Task instructions:
Each entry below must be repeated exactly. Leave the pictures out of it.

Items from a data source
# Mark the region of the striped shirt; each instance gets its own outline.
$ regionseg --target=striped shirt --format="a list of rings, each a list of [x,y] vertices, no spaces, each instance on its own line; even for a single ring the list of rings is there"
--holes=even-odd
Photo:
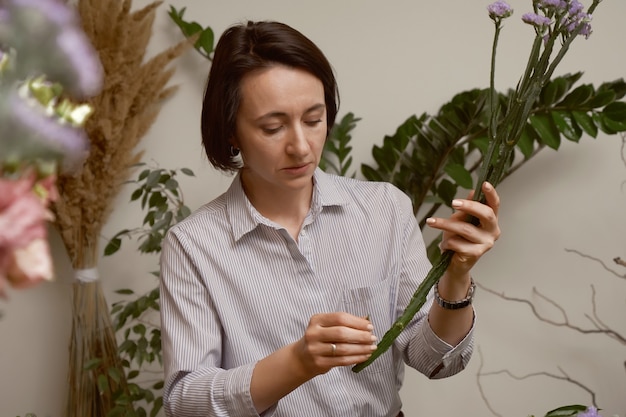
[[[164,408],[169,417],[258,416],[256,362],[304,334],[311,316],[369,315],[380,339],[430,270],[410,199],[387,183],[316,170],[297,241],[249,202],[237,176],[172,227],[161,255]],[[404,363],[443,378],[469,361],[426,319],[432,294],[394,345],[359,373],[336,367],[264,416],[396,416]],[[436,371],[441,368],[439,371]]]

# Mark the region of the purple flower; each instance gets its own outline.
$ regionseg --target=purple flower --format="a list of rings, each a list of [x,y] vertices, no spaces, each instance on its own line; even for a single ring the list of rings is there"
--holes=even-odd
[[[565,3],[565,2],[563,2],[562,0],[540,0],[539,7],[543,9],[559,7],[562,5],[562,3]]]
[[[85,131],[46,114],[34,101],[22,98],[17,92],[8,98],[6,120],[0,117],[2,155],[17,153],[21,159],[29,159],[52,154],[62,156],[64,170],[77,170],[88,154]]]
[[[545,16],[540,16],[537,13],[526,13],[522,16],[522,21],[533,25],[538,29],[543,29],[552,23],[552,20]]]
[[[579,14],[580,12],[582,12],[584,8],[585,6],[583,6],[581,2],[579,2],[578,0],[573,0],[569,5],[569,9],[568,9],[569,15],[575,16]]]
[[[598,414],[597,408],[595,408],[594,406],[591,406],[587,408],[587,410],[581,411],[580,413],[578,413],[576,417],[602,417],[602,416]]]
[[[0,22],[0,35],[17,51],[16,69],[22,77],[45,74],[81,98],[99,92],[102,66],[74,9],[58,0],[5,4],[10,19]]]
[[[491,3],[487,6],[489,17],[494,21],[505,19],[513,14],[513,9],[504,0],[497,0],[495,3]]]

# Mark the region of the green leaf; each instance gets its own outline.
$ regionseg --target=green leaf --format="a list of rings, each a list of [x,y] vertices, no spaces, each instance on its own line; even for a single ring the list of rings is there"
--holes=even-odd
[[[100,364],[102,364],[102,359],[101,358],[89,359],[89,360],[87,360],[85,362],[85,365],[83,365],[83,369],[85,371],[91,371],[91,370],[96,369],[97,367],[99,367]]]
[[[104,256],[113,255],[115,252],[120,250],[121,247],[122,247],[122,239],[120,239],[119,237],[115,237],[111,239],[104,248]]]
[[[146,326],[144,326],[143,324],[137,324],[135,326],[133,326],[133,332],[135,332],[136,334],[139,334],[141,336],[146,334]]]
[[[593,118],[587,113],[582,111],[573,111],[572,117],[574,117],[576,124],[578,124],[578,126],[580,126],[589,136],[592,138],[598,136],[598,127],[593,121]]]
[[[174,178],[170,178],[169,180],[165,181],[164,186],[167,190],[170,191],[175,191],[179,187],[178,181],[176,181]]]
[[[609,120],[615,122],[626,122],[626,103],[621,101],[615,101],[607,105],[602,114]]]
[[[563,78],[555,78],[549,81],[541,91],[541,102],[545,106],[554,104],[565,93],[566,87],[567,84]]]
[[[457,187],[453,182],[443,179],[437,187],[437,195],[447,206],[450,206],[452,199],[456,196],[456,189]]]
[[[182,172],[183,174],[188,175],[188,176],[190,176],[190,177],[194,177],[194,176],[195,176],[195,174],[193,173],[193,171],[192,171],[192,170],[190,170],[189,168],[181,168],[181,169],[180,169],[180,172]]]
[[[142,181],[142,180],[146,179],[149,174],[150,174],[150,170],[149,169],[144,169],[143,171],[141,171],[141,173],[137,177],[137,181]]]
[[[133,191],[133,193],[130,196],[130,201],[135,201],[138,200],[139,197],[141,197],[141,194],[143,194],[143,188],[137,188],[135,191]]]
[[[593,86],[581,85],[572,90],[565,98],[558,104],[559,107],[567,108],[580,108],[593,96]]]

Reply to the task:
# Mark the region of the striped shirt; each instance gets its own outline.
$ regionseg --target=striped shirt --format="a list of rings, each a list of [x,y] vertices, no spaces, each instance on its own line; even for a single ring the list of rings is there"
--holes=even-odd
Photo:
[[[164,408],[169,417],[258,416],[256,362],[304,334],[311,316],[369,315],[380,339],[430,270],[410,199],[387,183],[316,170],[297,241],[249,202],[237,176],[172,227],[161,255]],[[404,363],[443,378],[469,361],[426,319],[432,294],[394,345],[359,373],[336,367],[264,416],[396,416]],[[436,371],[441,368],[439,371]]]

# Mark the region of the purple flower; each instance gets its own outline.
$ regionseg --target=purple flower --format="a list of rings, each a list of [x,y] vertices, no spaces, each instance on its own line; even for a single ring the list of rings is there"
--holes=even-odd
[[[565,3],[565,2],[563,2],[562,0],[540,0],[539,7],[543,9],[559,7],[562,5],[562,3]]]
[[[85,131],[46,114],[34,101],[22,98],[17,92],[8,98],[6,120],[0,117],[2,155],[17,153],[21,159],[29,159],[52,154],[62,156],[64,170],[77,170],[88,154]]]
[[[545,16],[540,16],[537,13],[526,13],[522,16],[522,21],[533,25],[538,29],[543,29],[552,23],[552,20]]]
[[[579,14],[580,12],[582,12],[584,8],[585,6],[583,6],[581,2],[579,2],[578,0],[573,0],[569,5],[569,9],[568,9],[569,15],[575,16]]]
[[[598,414],[597,408],[595,408],[594,406],[591,406],[587,408],[587,410],[581,411],[580,413],[578,413],[576,417],[602,417],[602,416]]]
[[[0,22],[0,35],[17,51],[16,69],[22,77],[45,74],[81,98],[99,92],[102,66],[74,9],[58,0],[5,4],[10,19]]]
[[[491,3],[487,6],[489,17],[494,21],[505,19],[513,14],[513,9],[504,0],[497,0],[495,3]]]

# Mark the region of the green leaf; each instance gets its own outline.
$ regionseg --target=green leaf --format="a list of rings, each a list of [x,y] vertices, no spaces, each instance on its own line; even for a single ring the list of rings is there"
--holes=even-odd
[[[100,364],[102,364],[102,359],[101,358],[89,359],[89,360],[87,360],[85,362],[85,365],[83,365],[83,369],[85,371],[91,371],[91,370],[96,369],[97,367],[99,367]]]
[[[104,256],[113,255],[115,252],[120,250],[121,247],[122,247],[122,239],[120,239],[119,237],[115,237],[111,239],[104,248]]]
[[[146,326],[144,326],[143,324],[137,324],[135,326],[133,326],[133,332],[135,332],[136,334],[139,334],[141,336],[146,334]]]
[[[593,118],[587,113],[582,111],[573,111],[572,117],[574,117],[576,124],[578,124],[578,126],[580,126],[589,136],[592,138],[598,136],[598,127],[593,121]]]
[[[174,178],[170,178],[169,180],[165,181],[164,186],[167,190],[170,191],[175,191],[179,187],[178,181],[176,181]]]
[[[609,120],[615,122],[626,122],[626,103],[621,101],[615,101],[607,105],[602,114]]]
[[[563,78],[555,78],[549,81],[541,91],[541,102],[545,106],[554,104],[565,93],[566,87],[567,84]]]
[[[457,187],[453,182],[443,179],[437,187],[437,195],[447,206],[450,206],[452,199],[456,196],[456,189]]]
[[[182,172],[183,174],[188,175],[188,176],[190,176],[190,177],[194,177],[194,176],[195,176],[195,174],[193,173],[193,171],[192,171],[192,170],[190,170],[189,168],[181,168],[181,169],[180,169],[180,172]]]
[[[142,181],[142,180],[146,179],[149,174],[150,174],[150,170],[149,169],[144,169],[143,171],[141,171],[141,173],[137,177],[137,181]]]
[[[133,191],[133,193],[130,196],[130,201],[135,201],[138,200],[139,197],[141,197],[141,194],[143,194],[143,188],[137,188],[135,191]]]
[[[593,86],[581,85],[572,90],[565,98],[558,104],[559,107],[567,108],[580,108],[593,96]]]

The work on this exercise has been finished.